Directions ::
Down to the last line, set down the listing below exactly, apart from its pictures.

Source data ::
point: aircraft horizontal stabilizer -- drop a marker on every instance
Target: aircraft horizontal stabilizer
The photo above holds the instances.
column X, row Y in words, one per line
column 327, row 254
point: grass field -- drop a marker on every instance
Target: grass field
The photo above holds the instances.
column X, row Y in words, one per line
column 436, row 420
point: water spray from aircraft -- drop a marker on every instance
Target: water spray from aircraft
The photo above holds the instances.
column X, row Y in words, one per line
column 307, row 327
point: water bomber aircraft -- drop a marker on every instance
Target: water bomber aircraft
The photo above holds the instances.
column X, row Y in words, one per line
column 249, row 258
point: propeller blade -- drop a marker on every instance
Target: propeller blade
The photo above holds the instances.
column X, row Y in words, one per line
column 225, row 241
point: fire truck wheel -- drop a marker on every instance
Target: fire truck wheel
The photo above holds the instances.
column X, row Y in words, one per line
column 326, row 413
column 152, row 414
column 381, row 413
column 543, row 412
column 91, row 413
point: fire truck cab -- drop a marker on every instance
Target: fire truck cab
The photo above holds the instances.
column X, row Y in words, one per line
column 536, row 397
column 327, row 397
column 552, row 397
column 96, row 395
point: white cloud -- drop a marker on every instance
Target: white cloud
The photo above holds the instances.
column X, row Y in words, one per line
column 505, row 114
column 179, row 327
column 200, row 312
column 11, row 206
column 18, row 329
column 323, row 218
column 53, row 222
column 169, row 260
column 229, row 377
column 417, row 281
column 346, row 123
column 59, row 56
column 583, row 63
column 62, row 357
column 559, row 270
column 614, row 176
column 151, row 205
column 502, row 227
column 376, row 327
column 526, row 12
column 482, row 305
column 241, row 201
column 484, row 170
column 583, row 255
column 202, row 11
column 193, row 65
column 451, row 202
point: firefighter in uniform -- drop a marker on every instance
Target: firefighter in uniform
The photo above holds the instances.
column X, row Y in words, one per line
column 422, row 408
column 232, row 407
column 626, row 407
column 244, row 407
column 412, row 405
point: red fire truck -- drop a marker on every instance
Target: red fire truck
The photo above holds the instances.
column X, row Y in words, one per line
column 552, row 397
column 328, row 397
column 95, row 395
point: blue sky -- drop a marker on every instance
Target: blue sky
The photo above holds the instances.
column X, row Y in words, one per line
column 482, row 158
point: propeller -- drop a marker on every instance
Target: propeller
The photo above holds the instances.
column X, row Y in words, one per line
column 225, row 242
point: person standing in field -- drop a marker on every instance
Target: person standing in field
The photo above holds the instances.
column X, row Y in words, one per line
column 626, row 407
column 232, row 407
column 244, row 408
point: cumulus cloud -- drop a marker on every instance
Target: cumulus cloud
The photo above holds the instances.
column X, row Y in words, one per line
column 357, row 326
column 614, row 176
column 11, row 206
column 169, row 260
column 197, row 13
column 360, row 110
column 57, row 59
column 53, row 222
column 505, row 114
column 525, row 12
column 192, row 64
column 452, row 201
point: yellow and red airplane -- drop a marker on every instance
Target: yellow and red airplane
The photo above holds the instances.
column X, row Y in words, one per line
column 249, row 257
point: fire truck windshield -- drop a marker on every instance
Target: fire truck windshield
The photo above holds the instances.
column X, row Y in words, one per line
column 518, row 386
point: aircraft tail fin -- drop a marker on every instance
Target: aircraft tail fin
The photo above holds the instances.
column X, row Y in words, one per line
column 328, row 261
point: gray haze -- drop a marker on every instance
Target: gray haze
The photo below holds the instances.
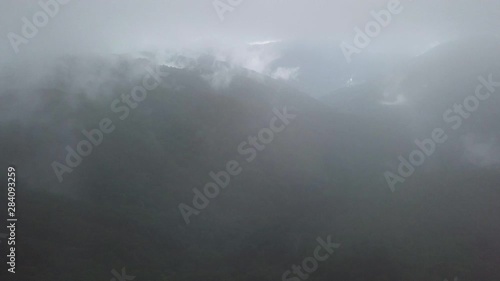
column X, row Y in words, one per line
column 121, row 26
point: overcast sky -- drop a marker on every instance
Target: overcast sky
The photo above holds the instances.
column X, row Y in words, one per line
column 125, row 25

Exercise answer ::
point: aircraft horizontal stabilizer -- drop a marker on every instance
Target: aircraft horizontal stabilizer
The photo above holds the instances.
column X, row Y in words, one per line
column 327, row 254
point: grass field -- drop a marker on every instance
Target: grass field
The photo above holds the instances.
column X, row Y in words, one per line
column 436, row 420
point: water spray from aircraft -- drop a marker on every instance
Target: water spray from aircraft
The photo above holds the instances.
column X, row Y in words, one per line
column 307, row 327
point: water bomber aircraft -- drop a marker on every instance
Target: water bomber aircraft
The photo above holds the instances.
column X, row Y in words, one per line
column 249, row 258
point: propeller blade -- drop a marker on every instance
Target: propeller blade
The photo above holds the instances.
column X, row Y in words, one per line
column 225, row 241
point: fire truck wheel -- drop a marker on every instance
Target: fire truck wheel
The photo above holds the instances.
column X, row Y in words, one per line
column 326, row 413
column 152, row 414
column 381, row 413
column 543, row 412
column 91, row 413
point: fire truck cab -- drop a marker on every instance
Target: fire truck cab
The photo above holds the instances.
column X, row Y in words, one per line
column 536, row 397
column 327, row 397
column 552, row 397
column 96, row 395
point: white cloud -- drop a marker on every instance
Target: white cloud
The photo above holds the instances.
column X, row Y in words, one per line
column 505, row 114
column 179, row 327
column 200, row 312
column 11, row 206
column 18, row 329
column 323, row 218
column 53, row 222
column 169, row 260
column 229, row 377
column 417, row 281
column 346, row 123
column 59, row 56
column 583, row 63
column 62, row 357
column 559, row 270
column 614, row 176
column 151, row 205
column 502, row 227
column 376, row 327
column 526, row 12
column 482, row 305
column 241, row 201
column 484, row 170
column 583, row 255
column 202, row 11
column 193, row 65
column 451, row 202
point: firefighter in uniform -- drop a marker on every instance
Target: firefighter in uniform
The photo above holds the instances.
column X, row Y in words, one per line
column 422, row 408
column 232, row 407
column 626, row 407
column 244, row 407
column 412, row 405
point: red fire truck -- drop a marker on every instance
Target: red fire truck
The photo above holds the instances.
column X, row Y in words, one per line
column 552, row 397
column 328, row 397
column 95, row 395
point: blue sky -- drop a marker on every instance
Target: blue sky
The photo above holds the instances.
column X, row Y in words, one per line
column 482, row 158
point: propeller -- drop a marker on every instance
Target: propeller
The photo above holds the instances.
column X, row Y in words, one per line
column 225, row 242
point: person standing in field -- drop a marker on every instance
Target: person standing in field
The photo above holds the instances.
column X, row Y in words, one per line
column 626, row 407
column 232, row 407
column 244, row 408
point: cumulus cloud -- drop a marker on every instance
Target: cumulus cloud
The photo above holds the instances.
column X, row Y in words, one per line
column 357, row 326
column 614, row 176
column 11, row 206
column 169, row 260
column 197, row 13
column 360, row 110
column 57, row 59
column 53, row 222
column 505, row 114
column 525, row 12
column 192, row 64
column 452, row 201
point: yellow and red airplane -- drop a marker on every instance
Target: yellow and red airplane
The photo above holds the instances.
column X, row Y in words, one per line
column 249, row 257
point: fire truck windshield -- drop a marker on every instance
Target: fire truck windshield
The photo above holds the instances.
column X, row Y in words, one per line
column 518, row 386
point: aircraft tail fin -- drop a marker on every instance
Target: aircraft tail fin
The photo above holds the instances.
column X, row Y in words, one per line
column 328, row 261
point: gray haze -- drop a marker on every instance
Target: gray haze
The photo below holds the instances.
column X, row Y in words, one per line
column 121, row 26
point: overcast sky -- drop a marker on every instance
Target: overcast sky
The photo above holds the instances.
column X, row Y in words, one per line
column 125, row 25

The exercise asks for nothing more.